__Text extract__
================================

Warren Teichner: I think most companies have approached design in a “consumer back” way. It’s always been the core of what makes a consumer goods company: they have a consumer-back innovation process. However, that linkage to the rest of the organization—in terms of thinking through what it means from a manufacturing and supply chain perspective—isn’t always there.

This triple-wins approach is much more focused; it links the pieces together in an iterative way. It’s both quicker design and innovation, as well as innovation that really meets the needs of the consumer, because ultimately, getting to the right value proposition and the right packaging and all of that is core to the consumer experience.

More—and deeper—consumer insights

Monica Toriello: Companies have done consumer research for decades, right? What are the newest tools enabling companies to be more consumer-centric and get deeper insights about consumers?

Jennifer Schmidt: New digital technologies are providing so much more information that we didn’t always have and that we haven’t really known how to use. You can use scraping data and feedback data. Generative AI[gen AI] is now allowing us to scrape information and feedback from consumers. Combining that with more traditional approaches, like ethnographic research and user testing, is bringing together a qualitative view of what the customer might want with a quantitative measurement, which gives product designers and R&D leads more confidence.

================================

__Data rows__
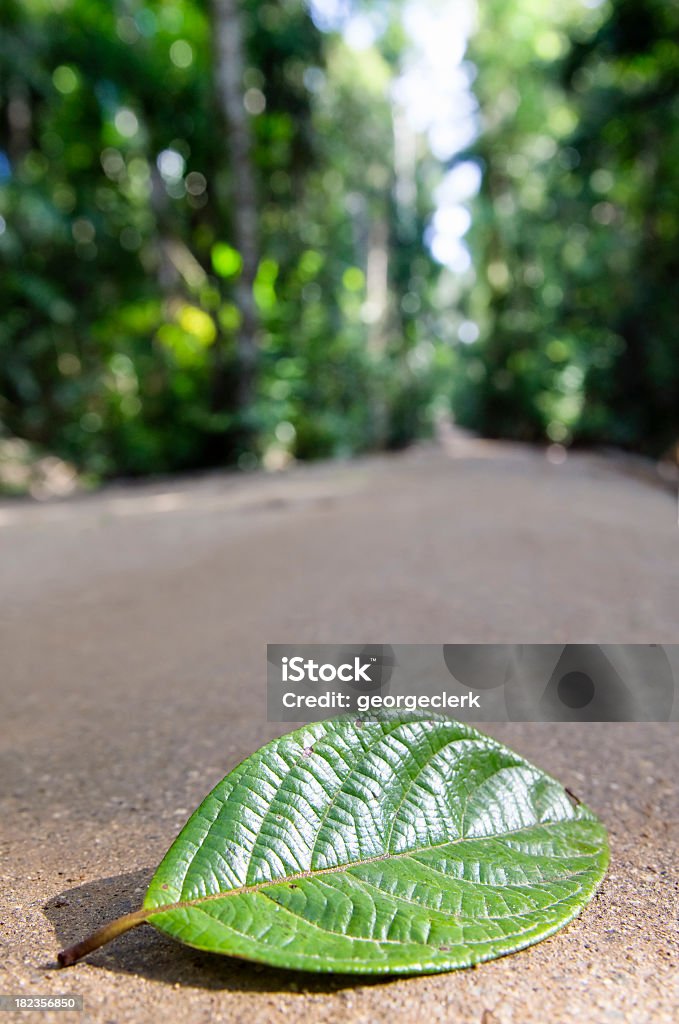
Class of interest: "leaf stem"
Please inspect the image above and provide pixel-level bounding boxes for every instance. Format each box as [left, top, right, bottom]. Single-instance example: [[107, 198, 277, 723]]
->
[[56, 907, 148, 967]]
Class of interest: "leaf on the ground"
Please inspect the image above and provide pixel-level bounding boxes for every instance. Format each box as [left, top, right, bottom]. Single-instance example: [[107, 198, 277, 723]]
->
[[143, 715, 608, 974]]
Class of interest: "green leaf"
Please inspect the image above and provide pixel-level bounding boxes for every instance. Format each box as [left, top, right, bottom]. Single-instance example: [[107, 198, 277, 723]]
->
[[59, 715, 608, 974]]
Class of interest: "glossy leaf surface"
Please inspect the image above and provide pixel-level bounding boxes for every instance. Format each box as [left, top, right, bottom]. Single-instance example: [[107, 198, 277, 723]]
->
[[144, 715, 607, 974]]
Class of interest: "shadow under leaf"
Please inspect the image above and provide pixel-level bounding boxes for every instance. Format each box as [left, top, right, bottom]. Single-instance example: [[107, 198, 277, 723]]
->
[[43, 868, 402, 993]]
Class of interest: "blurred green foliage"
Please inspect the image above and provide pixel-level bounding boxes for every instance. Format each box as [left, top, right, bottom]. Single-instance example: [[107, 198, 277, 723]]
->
[[0, 0, 445, 479], [0, 0, 679, 488], [456, 0, 679, 456]]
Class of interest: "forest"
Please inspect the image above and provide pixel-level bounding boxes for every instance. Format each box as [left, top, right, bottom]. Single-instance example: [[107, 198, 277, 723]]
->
[[0, 0, 679, 497]]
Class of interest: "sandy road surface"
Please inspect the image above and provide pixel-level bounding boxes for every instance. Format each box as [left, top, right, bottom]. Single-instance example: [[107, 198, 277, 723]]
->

================================

__Set exercise__
Copy out the full interview excerpt on consumer-focused design above, word for word and with its original punctuation.

__Response to this exercise__
Warren Teichner: I think most companies have approached design in a “consumer back” way. It’s always been the core of what makes a consumer goods company: they have a consumer-back innovation process. However, that linkage to the rest of the organization—in terms of thinking through what it means from a manufacturing and supply chain perspective—isn’t always there.

This triple-wins approach is much more focused; it links the pieces together in an iterative way. It’s both quicker design and innovation, as well as innovation that really meets the needs of the consumer, because ultimately, getting to the right value proposition and the right packaging and all of that is core to the consumer experience.

More—and deeper—consumer insights

Monica Toriello: Companies have done consumer research for decades, right? What are the newest tools enabling companies to be more consumer-centric and get deeper insights about consumers?

Jennifer Schmidt: New digital technologies are providing so much more information that we didn’t always have and that we haven’t really known how to use. You can use scraping data and feedback data. Generative AI[gen AI] is now allowing us to scrape information and feedback from consumers. Combining that with more traditional approaches, like ethnographic research and user testing, is bringing together a qualitative view of what the customer might want with a quantitative measurement, which gives product designers and R&D leads more confidence.